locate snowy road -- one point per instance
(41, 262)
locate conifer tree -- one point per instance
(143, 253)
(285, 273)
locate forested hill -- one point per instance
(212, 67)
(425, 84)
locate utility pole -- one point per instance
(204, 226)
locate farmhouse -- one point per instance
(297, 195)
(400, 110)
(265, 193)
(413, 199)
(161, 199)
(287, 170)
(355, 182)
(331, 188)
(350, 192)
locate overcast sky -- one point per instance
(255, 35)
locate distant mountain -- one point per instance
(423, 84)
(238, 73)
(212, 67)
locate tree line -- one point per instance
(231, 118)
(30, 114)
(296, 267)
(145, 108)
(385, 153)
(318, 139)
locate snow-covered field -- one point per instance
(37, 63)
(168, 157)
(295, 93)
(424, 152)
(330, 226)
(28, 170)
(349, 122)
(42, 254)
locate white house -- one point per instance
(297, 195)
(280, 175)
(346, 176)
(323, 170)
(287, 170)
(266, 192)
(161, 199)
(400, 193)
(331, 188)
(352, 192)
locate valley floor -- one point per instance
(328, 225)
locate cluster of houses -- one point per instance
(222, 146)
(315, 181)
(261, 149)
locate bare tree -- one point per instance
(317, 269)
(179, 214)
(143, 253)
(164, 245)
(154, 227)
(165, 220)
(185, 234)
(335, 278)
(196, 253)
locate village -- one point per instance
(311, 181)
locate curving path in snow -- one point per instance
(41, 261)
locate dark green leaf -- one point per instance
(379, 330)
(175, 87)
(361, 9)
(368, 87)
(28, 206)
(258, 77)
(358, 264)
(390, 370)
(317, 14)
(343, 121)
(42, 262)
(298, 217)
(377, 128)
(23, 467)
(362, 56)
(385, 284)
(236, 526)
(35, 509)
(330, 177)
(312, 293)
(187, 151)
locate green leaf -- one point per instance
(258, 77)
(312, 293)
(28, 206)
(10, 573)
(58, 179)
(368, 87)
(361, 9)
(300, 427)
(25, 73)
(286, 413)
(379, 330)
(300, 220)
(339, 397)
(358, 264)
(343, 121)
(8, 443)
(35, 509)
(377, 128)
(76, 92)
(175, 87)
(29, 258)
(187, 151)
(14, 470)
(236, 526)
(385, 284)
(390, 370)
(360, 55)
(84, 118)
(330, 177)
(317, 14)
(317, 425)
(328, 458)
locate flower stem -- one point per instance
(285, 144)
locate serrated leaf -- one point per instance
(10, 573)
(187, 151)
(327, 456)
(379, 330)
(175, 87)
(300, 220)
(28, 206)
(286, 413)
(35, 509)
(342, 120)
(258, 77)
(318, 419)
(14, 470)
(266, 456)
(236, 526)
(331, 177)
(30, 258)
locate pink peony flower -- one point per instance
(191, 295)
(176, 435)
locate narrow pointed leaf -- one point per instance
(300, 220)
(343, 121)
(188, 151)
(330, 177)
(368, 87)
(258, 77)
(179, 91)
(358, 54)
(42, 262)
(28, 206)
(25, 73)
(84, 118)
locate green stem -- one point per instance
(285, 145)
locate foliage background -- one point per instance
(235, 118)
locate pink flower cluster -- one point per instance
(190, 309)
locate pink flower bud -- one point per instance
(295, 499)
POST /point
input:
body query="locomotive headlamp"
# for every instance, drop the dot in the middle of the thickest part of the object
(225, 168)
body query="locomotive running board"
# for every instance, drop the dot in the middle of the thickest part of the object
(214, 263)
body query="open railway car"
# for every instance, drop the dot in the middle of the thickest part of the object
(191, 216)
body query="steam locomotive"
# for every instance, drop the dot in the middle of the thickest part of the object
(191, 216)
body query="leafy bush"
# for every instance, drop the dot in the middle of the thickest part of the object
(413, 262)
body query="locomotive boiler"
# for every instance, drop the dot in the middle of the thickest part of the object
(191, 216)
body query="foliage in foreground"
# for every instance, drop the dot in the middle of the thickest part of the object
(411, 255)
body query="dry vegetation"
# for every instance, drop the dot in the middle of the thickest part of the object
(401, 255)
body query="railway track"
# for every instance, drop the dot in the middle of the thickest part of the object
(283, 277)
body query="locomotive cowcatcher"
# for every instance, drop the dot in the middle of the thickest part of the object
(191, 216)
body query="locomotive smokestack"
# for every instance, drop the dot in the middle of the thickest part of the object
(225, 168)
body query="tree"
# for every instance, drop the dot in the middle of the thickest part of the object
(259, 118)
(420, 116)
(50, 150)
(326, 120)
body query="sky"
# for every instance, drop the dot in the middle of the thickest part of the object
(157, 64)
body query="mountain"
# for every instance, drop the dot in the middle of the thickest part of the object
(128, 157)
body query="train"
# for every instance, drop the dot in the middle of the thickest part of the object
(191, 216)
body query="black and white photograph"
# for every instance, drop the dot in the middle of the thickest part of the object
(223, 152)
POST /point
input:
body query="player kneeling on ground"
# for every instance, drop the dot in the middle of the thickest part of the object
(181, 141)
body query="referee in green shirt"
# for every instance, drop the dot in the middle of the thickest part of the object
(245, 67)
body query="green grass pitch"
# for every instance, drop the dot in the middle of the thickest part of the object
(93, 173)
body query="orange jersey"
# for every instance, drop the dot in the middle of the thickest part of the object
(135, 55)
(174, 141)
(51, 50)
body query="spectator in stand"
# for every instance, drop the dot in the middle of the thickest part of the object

**Goal:** Locate each line in the records above that contains the string "stem", and copy those lines out in full.

**Response to the exercise:**
locate flower stem -- one point per instance
locate green stem -- one point per instance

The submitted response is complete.